→ EXERCISE INSTRUCTIONS
Count the lines in the records below that contain the string "domed", and reply with that number alone.
__________
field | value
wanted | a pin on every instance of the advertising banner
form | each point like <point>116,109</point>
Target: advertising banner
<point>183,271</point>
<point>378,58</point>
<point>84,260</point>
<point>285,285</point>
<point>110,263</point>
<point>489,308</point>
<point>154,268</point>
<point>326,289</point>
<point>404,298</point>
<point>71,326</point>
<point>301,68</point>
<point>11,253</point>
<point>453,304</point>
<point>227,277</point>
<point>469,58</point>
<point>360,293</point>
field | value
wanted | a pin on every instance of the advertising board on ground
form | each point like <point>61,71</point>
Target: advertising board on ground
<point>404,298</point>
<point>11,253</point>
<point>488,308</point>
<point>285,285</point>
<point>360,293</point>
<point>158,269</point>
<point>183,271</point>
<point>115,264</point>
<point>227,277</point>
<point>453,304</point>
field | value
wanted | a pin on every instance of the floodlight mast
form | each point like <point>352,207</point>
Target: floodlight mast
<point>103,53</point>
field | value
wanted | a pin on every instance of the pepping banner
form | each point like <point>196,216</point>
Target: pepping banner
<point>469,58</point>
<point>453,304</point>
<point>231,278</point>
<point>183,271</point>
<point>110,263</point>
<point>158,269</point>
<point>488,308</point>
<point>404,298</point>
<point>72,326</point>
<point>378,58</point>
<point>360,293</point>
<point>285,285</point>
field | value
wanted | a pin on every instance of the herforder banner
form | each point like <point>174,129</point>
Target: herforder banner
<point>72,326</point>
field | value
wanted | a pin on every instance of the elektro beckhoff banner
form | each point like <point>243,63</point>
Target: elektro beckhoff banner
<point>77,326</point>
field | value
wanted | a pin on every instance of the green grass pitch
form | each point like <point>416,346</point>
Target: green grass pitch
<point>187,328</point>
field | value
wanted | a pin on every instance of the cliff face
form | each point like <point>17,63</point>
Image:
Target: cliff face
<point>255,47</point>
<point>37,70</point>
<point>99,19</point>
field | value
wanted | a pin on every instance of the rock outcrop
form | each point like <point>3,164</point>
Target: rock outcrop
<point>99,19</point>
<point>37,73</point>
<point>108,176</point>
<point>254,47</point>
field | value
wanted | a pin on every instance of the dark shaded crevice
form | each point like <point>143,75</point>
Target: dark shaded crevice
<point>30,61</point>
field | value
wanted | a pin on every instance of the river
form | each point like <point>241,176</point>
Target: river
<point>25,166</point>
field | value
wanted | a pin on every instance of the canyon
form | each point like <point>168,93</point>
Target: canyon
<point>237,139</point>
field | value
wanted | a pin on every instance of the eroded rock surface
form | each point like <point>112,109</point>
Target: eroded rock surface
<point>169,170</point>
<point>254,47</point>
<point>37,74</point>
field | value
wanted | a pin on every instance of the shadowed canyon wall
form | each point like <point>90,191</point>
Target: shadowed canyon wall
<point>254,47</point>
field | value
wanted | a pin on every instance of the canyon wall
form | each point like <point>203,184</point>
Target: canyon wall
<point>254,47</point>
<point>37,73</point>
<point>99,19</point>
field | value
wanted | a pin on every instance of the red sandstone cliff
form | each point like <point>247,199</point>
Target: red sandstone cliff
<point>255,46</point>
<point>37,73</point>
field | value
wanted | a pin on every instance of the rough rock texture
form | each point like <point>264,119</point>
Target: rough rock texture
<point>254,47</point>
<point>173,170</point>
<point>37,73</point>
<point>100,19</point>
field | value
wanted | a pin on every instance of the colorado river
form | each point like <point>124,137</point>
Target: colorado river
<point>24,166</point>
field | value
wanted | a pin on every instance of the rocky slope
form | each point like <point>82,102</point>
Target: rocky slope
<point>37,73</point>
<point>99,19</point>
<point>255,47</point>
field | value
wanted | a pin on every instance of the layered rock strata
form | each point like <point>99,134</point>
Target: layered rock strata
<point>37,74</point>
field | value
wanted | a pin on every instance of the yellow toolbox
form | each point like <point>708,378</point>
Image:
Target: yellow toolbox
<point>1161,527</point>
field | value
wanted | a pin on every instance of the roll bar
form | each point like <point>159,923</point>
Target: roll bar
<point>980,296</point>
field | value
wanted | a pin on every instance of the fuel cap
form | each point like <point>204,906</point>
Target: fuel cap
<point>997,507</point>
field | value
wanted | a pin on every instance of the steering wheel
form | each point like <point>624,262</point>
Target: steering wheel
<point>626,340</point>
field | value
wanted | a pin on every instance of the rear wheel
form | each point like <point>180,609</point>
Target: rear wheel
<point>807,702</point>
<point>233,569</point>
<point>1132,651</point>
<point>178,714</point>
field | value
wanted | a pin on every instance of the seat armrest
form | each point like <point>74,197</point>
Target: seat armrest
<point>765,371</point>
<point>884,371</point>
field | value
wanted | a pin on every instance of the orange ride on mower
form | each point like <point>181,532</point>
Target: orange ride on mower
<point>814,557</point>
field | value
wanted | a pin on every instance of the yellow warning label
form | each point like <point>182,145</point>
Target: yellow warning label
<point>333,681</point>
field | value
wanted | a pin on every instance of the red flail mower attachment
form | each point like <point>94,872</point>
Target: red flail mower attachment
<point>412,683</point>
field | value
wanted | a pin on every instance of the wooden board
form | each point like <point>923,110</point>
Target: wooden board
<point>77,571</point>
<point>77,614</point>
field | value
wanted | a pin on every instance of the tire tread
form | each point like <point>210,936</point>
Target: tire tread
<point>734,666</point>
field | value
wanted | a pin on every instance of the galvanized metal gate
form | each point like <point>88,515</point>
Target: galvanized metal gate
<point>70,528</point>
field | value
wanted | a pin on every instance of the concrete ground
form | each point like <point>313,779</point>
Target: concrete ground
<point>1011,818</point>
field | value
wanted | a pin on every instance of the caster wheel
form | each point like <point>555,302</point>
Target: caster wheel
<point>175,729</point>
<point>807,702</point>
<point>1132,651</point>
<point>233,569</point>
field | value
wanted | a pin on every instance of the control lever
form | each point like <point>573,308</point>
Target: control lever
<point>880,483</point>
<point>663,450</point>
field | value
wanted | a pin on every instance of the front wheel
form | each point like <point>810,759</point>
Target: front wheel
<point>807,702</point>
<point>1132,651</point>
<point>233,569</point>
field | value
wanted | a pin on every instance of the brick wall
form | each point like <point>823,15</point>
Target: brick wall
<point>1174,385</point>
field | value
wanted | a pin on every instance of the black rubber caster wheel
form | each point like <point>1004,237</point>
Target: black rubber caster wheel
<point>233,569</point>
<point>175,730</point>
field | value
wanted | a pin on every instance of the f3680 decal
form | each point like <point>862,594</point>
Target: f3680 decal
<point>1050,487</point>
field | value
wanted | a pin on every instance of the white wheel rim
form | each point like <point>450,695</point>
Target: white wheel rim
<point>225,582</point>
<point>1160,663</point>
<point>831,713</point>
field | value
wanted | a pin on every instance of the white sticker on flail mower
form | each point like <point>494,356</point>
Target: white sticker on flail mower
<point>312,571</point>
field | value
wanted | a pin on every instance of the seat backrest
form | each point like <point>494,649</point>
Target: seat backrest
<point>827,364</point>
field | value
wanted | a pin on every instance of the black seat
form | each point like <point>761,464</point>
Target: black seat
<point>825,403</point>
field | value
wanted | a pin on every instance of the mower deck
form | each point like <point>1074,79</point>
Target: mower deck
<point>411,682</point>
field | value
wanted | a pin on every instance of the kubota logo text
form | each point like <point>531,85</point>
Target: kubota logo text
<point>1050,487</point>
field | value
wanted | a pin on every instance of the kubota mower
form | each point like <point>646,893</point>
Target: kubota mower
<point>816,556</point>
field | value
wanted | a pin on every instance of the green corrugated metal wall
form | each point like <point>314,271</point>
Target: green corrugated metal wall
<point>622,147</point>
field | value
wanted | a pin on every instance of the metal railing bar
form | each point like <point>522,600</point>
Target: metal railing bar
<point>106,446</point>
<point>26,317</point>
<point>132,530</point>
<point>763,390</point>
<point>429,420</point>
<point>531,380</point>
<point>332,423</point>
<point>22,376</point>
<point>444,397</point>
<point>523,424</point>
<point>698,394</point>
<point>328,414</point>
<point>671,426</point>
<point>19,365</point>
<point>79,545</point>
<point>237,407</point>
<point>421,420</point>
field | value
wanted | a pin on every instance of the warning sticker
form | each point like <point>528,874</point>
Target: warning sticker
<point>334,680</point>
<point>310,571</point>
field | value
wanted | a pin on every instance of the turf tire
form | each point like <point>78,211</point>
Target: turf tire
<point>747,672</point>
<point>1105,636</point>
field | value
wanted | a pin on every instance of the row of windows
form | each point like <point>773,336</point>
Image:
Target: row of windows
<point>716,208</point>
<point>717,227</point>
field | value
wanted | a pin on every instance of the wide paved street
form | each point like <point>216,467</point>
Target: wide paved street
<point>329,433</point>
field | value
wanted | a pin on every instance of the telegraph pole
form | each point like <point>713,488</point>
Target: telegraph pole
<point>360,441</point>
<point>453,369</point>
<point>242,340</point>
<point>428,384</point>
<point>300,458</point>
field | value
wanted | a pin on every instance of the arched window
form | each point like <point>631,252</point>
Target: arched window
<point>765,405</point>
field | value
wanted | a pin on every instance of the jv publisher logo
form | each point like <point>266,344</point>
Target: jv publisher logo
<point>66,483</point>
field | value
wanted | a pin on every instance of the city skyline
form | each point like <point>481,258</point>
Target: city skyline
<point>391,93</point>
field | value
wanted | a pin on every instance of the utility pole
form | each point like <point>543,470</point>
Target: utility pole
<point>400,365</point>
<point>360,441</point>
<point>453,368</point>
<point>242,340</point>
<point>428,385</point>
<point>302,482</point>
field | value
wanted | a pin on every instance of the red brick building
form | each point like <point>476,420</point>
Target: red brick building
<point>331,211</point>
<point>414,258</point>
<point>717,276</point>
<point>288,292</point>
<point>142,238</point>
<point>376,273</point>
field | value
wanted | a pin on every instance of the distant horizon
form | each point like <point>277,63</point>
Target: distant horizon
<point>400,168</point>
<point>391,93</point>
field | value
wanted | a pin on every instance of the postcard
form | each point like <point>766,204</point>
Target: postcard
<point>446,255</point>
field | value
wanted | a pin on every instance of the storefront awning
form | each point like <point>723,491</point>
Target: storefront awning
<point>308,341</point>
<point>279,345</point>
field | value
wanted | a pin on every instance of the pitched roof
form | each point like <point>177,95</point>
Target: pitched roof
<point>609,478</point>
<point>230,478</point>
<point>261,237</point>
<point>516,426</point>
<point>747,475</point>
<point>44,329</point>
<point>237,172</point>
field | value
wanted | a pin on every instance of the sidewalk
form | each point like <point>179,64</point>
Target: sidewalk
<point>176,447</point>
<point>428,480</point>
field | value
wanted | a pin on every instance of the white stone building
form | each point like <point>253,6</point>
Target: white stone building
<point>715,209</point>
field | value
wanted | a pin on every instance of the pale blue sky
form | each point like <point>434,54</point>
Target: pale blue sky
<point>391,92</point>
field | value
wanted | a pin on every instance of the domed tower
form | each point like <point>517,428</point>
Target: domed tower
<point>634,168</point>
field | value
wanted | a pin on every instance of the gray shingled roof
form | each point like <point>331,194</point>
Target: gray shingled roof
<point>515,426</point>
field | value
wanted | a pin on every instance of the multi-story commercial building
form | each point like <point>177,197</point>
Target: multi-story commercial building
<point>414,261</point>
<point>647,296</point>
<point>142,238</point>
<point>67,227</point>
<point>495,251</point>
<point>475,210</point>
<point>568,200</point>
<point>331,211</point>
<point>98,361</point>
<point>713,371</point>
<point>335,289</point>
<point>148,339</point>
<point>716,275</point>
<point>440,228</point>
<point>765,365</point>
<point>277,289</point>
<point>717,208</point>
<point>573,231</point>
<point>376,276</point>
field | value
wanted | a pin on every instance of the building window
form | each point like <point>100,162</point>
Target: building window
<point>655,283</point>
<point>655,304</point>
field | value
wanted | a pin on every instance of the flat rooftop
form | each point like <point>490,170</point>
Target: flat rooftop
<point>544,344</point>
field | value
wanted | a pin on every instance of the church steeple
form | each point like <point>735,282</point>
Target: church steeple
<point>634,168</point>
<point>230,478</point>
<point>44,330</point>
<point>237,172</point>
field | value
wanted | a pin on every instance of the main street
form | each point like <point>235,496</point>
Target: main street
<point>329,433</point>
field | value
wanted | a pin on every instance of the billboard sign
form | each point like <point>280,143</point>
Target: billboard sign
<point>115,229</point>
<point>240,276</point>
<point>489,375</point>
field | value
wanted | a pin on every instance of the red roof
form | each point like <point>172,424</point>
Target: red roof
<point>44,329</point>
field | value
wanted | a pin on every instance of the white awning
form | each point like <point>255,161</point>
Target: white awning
__________
→ IN RESPONSE
2